**SHORT EXERCISE 1**.
In the peer-review record for the helmet-detection article, why does Reviewer 1 say Table 3 is unnecessary? Answer in one to three sentences.
**SHORT EXERCISE 2**.
According to the peer-review record for the helmet-detection article, on what date was the submission received?
**SHORT EXERCISE 3**.
Pick up the peer-review record for the helmet-detection article after its last line and continue it.

**DOCUMENT EXTRACT**.
•••

Submit to this Journal Review for this Journal Propose a Special Issue

Article Menu

Open AccessArticle

Peer-Review Record

MCA-YOLOV5-Light: A Faster, Stronger and Lighter Algorithm for Helmet-Wearing Detection

Appl. Sci. 2022, 12(19), 9697; https://doi.org/10.3390/app12199697

by Cheng Sun^1,2,†, Shiwen Zhang³, Peiqi Qu³, Xingjin Wu³, Peng Feng⁴, Zhanya Tao⁵, Jin Zhang^2,3,4,5,† and Ying Wang^6,*

Reviewer 1:

Hamed Mozaffari

Reviewer 2:

Synh Viet-Uyen Ha

Reviewer 3:

Iyyakutti Iyappan Ganapathi

Appl. Sci. 2022, 12(19), 9697; https://doi.org/10.3390/app12199697

Submission received: 19 July 2022 / Revised: 3 September 2022 / Accepted: 22 September 2022 / Published: 27 September 2022

(This article belongs to the Special Issue Applications of Machine Learning to Image, Video, Text and Bioinformatic Analysis)

Round 1

Reviewer 1 Report

Authors modified YOLO version 5 architecture using pruning to detect helmets in vision data useful for construction safety assessment. I think the application and the challenge are interesting. However, there is room for improvement. Suggestions before considering for publication:

1- MCA ? what is stand for? you need to explain this in detail for general readers.

2- The model structure is so convoluted and blood. Designed another figure for your model structure, with better quality. The input image is not a construction scene I think. This is true for other figures with blurred details. Just by looking at Figure 3, I can't understand what's going on. MCS and DCT are explained in one line. Elaborate on this section more. Why do you use FCT? I think DCT adds more computational cost to the model, am I right? Should we calculate DCT for each frame?

3- Table 3 is unnecessary, you can explain that in one sentence

4- Honestly, I couldn't understand how MCA works. You used MCA instead of GAP. GAP is to pool everything into one vector, and MCA decreases extra information such as PCA. I like the idea but explain section 3.1.2. with more details. and with a better figure.

5- with lots of modules in your architecture, have you done any ablation study for parts of your model?

6- Figure 8 has a separate caption. Also, why did mAP go down and returned?

7- section 4.2.3 has two subsections. so then it can be 4.2.3.1 or with no title in subsections.

•••

**RAW RECORDS**.
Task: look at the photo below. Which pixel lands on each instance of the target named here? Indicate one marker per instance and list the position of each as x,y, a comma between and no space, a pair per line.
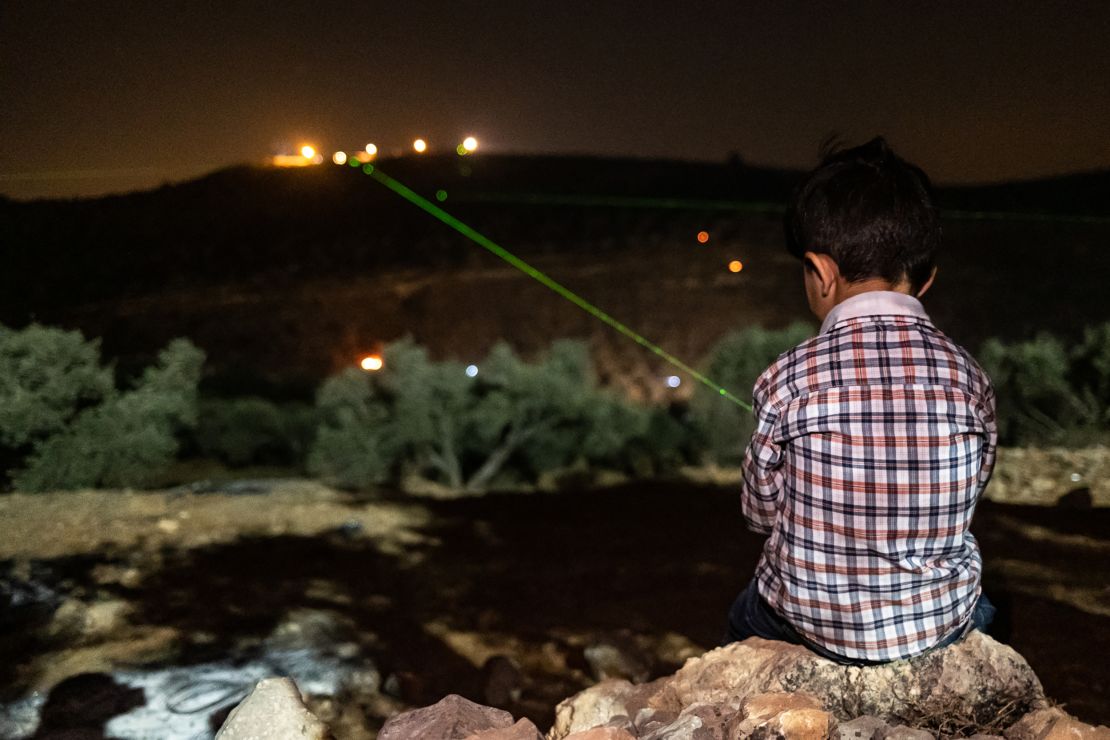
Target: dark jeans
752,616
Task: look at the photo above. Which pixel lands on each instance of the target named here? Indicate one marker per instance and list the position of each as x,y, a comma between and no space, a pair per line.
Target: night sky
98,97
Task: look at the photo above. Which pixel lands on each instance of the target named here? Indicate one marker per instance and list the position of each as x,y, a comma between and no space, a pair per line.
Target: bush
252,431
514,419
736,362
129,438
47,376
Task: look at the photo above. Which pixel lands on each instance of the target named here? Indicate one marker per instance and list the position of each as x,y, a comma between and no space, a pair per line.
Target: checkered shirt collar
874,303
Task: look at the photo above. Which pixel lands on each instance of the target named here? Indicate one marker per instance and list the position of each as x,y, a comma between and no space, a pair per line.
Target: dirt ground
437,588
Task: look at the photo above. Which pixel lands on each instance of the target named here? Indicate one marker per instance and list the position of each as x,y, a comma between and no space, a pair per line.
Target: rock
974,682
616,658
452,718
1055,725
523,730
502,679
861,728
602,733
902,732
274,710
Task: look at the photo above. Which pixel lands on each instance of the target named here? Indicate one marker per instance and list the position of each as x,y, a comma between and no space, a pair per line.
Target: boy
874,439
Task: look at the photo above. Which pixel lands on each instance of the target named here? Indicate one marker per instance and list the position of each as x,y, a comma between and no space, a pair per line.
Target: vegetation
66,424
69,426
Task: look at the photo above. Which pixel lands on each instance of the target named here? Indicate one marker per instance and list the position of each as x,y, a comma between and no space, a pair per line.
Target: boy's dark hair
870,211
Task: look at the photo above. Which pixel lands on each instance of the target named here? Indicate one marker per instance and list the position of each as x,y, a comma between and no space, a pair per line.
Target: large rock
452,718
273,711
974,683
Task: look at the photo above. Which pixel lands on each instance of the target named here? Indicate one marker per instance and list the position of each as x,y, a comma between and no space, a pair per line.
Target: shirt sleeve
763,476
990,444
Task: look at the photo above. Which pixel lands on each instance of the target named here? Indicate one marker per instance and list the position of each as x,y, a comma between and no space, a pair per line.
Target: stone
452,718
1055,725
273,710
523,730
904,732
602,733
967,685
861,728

•••

**WRITTEN REPLY 1**.
Reviewer 1 considers Table 3 unnecessary because its content could be explained in a single sentence.

**WRITTEN REPLY 2**.
19 July 2022.

**WRITTEN REPLY 3**.
8- Figure 11 is good, make it bigger and explain scenarios.

9- There are various ideas for attention in the literature, please cite all of them if possible. It can be a table of various attention ideas for object detection and segmentation, for instance: Mozaffari, M. Hamed, and Won-Sook Lee. "Semantic Segmentation with Peripheral Vision." International Symposium on Visual Computing. Springer, Cham, 2020.

In general, the idea and technique of the article are good, but the presentation is poor. The first pages are better than the last pages. I suggest reading the article as a general audience, and then revise it in simple and more to-the-point figures and tables.

Author Response

Please see the attachment

Author Response File: Author Response.pdf

Reviewer 2 Report

By employing the Multispectral Channel Attention (MCA) attention mechanism and a channel pruning strategy, the authors have proposed a light-weighted approach for helmet-wearing detection based on YOLOv5. While the authors’ concern for TBI by the lack of helmet is very well-founded, the authors’ manuscript is not ready for publication due to limited scientific contribution. Specifically, the authors appear to have only provided a technical report for an adoption of MCA and a channel pruning strategy on YOLOv5, instead of a general streamlining solution. At least the following must be addressed:

- The manuscript is specific for detection of small safety helmets, which is only a small subset of the Small Object Detection task. The authors’ approach ought to be used on larger datasets of small object detection tasks.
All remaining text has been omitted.